▶ Aim 1
Format part of the records as a Markdown table with two columns, Row and Line. Number each line and leave out blank lines. Begin at the line of the records that contains "point: concrete wall", and stop after the last line of the records.

▶ Passage to read

◆ ◆ ◆

LOS ANGELES — If it’s not one thing, it’s another.
The Dodgers’ offense has been dissected and analyzed like a bug on a slide. The starting pitching only recently became a concern with Tyler Glasnow’s injury, Blake Snell’s premature return and, of course, Roki Sasaki’s mystery grab bag every time out.
Even with Edwin Diaz’s injury, the bullpen had been fairly stable – and Alex Vesia a rock of dependability within that. But Vesia entered a tie game in the seventh inning and retired just one of five batters he faced as the San Francisco Giants scored three times then blew the game open in the ninth to hand the Dodgers their latest disappointment, a 9-3 loss in the opener of a four-game series Monday night.
Eight of the Giants’ runs came in the sixth inning or later. The Dodgers have now lost three games in a row – by a combined score of 23-7 – eight of their past 12 and 13 of their past 22 games. With this loss, they fell out of first place in the NL West.
With the score tied 3-3, Vesia struck out Jesus Rodriguez to start the seventh. But he gave up three consecutive singles to load the bases then lost a seven-pitch battle with Rafael Devers, walking him to force in a run.

◆ ◆ ◆

▶ Given entries

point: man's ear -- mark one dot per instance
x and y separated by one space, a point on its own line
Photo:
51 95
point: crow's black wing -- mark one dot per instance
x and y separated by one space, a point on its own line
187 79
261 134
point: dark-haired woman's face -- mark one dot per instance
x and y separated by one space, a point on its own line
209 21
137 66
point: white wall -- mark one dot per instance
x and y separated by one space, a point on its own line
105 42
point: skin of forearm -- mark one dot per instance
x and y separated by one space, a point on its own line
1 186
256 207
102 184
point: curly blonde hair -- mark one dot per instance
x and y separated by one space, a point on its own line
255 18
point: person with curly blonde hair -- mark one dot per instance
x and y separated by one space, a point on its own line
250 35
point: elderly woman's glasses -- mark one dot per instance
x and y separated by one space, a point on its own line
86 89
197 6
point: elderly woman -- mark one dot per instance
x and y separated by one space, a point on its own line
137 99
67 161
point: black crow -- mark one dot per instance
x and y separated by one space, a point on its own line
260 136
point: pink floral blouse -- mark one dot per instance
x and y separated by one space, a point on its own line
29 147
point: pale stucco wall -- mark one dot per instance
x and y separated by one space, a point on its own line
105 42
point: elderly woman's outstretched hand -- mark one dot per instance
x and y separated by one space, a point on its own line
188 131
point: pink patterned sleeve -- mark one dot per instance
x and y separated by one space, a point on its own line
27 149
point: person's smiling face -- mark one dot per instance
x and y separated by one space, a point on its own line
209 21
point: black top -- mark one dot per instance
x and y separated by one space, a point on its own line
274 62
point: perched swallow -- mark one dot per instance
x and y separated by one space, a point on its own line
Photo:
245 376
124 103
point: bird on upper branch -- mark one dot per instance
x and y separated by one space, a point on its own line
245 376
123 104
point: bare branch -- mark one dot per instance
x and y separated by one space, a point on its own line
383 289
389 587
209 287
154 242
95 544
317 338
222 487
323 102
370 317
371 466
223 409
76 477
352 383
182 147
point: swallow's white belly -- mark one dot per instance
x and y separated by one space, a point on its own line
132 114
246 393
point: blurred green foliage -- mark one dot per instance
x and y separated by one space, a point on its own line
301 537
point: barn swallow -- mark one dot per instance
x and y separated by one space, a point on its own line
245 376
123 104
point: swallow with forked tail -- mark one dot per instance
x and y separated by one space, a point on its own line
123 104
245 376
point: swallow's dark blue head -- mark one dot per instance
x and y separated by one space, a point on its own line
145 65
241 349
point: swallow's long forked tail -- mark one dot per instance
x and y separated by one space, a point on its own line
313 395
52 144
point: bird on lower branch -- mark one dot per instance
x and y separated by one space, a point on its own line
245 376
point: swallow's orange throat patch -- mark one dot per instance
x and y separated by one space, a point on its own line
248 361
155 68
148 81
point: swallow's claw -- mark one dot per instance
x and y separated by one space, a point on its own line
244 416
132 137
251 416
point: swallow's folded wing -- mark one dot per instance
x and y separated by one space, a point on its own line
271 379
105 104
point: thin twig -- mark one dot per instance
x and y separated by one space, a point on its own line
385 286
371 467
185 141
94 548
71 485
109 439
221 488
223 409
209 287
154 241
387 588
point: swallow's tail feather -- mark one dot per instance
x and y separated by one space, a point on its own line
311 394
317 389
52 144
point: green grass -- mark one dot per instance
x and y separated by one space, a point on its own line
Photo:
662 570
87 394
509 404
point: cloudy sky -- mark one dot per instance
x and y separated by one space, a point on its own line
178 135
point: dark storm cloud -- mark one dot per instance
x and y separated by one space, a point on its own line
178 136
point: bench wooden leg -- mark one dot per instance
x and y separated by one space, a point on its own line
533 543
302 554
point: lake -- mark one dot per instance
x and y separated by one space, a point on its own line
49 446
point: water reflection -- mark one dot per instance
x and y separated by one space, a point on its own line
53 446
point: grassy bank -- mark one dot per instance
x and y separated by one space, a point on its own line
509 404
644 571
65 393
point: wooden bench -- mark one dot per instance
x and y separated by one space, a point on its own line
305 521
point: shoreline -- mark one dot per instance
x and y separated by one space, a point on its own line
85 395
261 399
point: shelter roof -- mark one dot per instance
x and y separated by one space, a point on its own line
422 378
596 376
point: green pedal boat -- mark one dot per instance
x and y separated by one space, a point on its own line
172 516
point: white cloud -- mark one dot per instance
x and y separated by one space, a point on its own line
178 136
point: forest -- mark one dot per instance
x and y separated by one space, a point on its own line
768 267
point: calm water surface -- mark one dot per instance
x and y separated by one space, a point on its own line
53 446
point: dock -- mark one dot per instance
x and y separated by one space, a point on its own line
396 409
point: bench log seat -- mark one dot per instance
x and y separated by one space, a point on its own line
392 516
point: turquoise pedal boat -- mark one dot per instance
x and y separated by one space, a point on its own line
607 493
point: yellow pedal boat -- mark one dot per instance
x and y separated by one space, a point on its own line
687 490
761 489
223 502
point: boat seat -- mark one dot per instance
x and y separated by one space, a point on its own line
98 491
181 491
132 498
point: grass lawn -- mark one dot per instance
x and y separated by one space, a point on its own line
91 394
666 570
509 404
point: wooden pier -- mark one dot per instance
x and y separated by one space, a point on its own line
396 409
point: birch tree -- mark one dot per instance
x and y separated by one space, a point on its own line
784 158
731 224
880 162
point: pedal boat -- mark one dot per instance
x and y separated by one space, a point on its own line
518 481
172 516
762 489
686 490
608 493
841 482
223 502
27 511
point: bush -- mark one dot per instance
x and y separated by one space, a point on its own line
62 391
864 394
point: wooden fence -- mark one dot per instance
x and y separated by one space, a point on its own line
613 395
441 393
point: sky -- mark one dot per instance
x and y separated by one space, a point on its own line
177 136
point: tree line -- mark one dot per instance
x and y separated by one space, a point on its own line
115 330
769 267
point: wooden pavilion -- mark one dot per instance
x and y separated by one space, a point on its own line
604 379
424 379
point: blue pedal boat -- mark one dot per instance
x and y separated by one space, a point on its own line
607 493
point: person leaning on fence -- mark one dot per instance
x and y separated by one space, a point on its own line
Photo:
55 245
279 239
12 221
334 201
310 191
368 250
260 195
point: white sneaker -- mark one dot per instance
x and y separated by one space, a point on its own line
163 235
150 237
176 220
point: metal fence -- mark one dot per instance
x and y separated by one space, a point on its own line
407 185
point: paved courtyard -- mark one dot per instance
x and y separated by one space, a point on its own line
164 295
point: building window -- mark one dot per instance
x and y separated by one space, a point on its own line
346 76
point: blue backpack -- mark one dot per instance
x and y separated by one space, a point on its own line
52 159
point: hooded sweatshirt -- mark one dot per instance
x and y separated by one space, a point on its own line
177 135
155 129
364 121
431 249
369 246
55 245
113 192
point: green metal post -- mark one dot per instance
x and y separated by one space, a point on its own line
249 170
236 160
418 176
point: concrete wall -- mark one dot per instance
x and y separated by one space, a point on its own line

◆ ◆ ◆

▶ Aim 2
In the article about the Dodgers' loss to the Giants, rewrite the part that begins at the words "Eight of the Giants’" and stops after "the NL West.", putting "second place" in place of "first place".

▶ Correct answer 1
| Row | Line |
|---|---|
| 1 | point: concrete wall -- mark one dot per instance |
| 2 | x and y separated by one space, a point on its own line |

▶ Correct answer 2
Eight of the Giants’ runs came in the sixth inning or later. The Dodgers have now lost three games in a row – by a combined score of 23-7 – eight of their past 12 and 13 of their past 22 games. With this loss, they fell out of second place in the NL West.